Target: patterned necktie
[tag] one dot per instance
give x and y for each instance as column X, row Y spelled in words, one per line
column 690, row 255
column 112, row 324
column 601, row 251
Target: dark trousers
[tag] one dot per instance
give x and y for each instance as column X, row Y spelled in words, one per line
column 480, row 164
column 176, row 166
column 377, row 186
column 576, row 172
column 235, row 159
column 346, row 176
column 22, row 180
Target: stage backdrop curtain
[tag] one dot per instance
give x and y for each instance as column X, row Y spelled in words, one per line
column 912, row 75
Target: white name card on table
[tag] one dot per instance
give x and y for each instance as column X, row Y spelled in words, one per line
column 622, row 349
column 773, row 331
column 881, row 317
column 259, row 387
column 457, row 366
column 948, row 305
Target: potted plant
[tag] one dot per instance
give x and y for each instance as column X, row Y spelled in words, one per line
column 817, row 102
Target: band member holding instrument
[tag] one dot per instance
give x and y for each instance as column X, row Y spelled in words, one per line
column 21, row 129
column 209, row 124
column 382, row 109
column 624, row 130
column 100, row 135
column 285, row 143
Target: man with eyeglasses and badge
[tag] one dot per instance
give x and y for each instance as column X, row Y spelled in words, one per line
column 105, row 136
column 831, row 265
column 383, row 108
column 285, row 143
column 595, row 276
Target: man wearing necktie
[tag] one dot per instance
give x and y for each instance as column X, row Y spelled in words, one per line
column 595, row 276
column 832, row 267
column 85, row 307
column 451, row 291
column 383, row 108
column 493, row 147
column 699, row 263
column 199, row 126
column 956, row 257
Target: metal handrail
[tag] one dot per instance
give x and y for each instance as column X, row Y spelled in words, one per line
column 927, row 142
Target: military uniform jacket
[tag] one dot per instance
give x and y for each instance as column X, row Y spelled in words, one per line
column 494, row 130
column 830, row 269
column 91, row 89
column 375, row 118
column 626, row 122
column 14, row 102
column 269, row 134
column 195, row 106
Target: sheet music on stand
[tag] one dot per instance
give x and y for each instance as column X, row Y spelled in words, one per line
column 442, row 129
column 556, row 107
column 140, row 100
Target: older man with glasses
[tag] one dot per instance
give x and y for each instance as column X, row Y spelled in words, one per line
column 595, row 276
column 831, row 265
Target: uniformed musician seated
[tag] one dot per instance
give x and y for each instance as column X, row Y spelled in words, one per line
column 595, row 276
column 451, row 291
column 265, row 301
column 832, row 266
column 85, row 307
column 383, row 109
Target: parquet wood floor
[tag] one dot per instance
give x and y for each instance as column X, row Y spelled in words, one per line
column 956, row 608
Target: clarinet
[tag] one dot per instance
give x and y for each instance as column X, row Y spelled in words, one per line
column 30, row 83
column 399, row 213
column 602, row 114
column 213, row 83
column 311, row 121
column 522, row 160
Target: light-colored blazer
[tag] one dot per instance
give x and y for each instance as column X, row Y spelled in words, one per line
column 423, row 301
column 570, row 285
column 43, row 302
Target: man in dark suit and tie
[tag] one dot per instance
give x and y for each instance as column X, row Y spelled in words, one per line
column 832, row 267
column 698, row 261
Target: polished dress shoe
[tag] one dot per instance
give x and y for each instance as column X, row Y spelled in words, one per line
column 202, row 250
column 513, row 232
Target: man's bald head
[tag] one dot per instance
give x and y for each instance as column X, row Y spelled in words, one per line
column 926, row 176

SHORT EXERCISE >> Reproduce every line of the data above verbatim, in its original order and with no changes.

REPLY >>
Target: patterned necktie
[tag] one dot per instance
give x and y for each instance as column X, row Y spelled in words, one per line
column 690, row 255
column 112, row 324
column 601, row 251
Target: dark trousers
[tag] one dot per instance
give x and y for each instance as column X, row Y spelled in words, one per line
column 480, row 164
column 176, row 166
column 377, row 186
column 576, row 172
column 235, row 159
column 346, row 176
column 22, row 180
Target: stage backdrop curtain
[tag] one dot per instance
give x and y for each instance as column X, row Y spelled in words, one per line
column 912, row 75
Target: white name card on table
[tag] one dot per instance
give x and y for each instance as column X, row Y spelled in words, one per line
column 622, row 349
column 773, row 331
column 881, row 317
column 259, row 387
column 457, row 366
column 948, row 305
Target: potted plant
[tag] one dot per instance
give x and y for each instance as column X, row Y spelled in words, one per line
column 817, row 102
Target: band member holding instrument
[tag] one dot per instance
give x and y for each instance as column X, row Y spelled in words, one per line
column 21, row 129
column 209, row 124
column 382, row 109
column 624, row 130
column 100, row 135
column 285, row 143
Target: man with eyeglasses and badge
[tag] one dot per instance
give x and y for each instance as column X, row Y spelled in words, one per line
column 105, row 136
column 831, row 265
column 383, row 108
column 285, row 143
column 595, row 276
Target: man wearing necktie
[tag] one dot per instance
give x and y for each instance as column X, row Y spelled in words, one per line
column 595, row 276
column 832, row 267
column 85, row 307
column 451, row 291
column 383, row 108
column 493, row 147
column 699, row 263
column 199, row 126
column 956, row 257
Target: metal handrail
[tag] one dot per instance
give x and y for each instance as column X, row Y spelled in words, one per line
column 927, row 142
Target: military uniform jacket
[tag] one dot per instance
give x and y for each instance as column X, row Y spelled in words, one per line
column 494, row 130
column 830, row 269
column 91, row 89
column 375, row 118
column 626, row 122
column 14, row 102
column 269, row 134
column 195, row 106
Target: sheet music on stand
[tag] one dot per instance
give x and y for each instance as column X, row Y spelled in words, one per line
column 442, row 129
column 556, row 107
column 140, row 100
Target: older man with glasses
[tag] one dot per instance
give x and y for each instance as column X, row Y spelled in words, one per line
column 595, row 276
column 831, row 265
Target: uniformed musician seated
[tag] one dot per instance
give x and y for each instance as column X, row Y spelled in words, one per line
column 595, row 276
column 451, row 291
column 265, row 301
column 832, row 266
column 85, row 307
column 383, row 109
Target: parquet wood floor
[tag] one dot per instance
give x and y for each instance as column X, row Y spelled in words, one per line
column 956, row 608
Target: clarinet
[tag] one dot per instance
give x and y for each instance as column X, row Y spelled in words, one per line
column 30, row 83
column 399, row 213
column 602, row 114
column 213, row 83
column 311, row 121
column 522, row 160
Target: light-colored blazer
[tag] one dot per instance
give x and y for each instance as column X, row Y spelled in words, one per line
column 423, row 301
column 570, row 285
column 43, row 302
Target: man in dark suit and tie
[tag] one dot per instance
give x and y for each instance as column X, row Y spelled in words, one per line
column 832, row 267
column 698, row 261
Target: polished dress shoe
[tag] one dot per instance
give x and y for each instance as column X, row Y spelled in words, one per line
column 202, row 250
column 513, row 232
Target: man's bald head
[tag] one dot per instance
give x and y for each instance as column X, row Y spelled in words, one per line
column 926, row 176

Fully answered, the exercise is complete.